__TO DO__: Copy out all of the lines below, including each request, and multiply every bounding-box coordinate in the answers by 0.9, rounding to whole numbers with halves going up. Keep the numbers in the requests, including their format samples, unchanged, and omit the pictures.

+ + + +

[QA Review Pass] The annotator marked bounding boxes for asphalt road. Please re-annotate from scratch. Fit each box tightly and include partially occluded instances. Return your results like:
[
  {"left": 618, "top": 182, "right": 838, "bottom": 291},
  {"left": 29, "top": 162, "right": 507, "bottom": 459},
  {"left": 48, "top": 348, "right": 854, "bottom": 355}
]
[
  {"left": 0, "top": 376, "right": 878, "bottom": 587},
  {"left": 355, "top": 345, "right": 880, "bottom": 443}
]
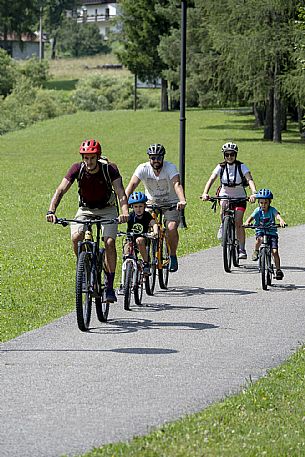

+ + + +

__RESPONSE__:
[QA Review Pass] The annotator marked bounding boxes for asphalt road. Please re-annotate from scratch. Fit each box tightly and include partially occluded instances. Return your results like:
[
  {"left": 618, "top": 182, "right": 838, "bottom": 291},
  {"left": 29, "top": 162, "right": 507, "bottom": 459},
  {"left": 48, "top": 348, "right": 854, "bottom": 355}
]
[
  {"left": 0, "top": 338, "right": 790, "bottom": 528},
  {"left": 320, "top": 311, "right": 792, "bottom": 399}
]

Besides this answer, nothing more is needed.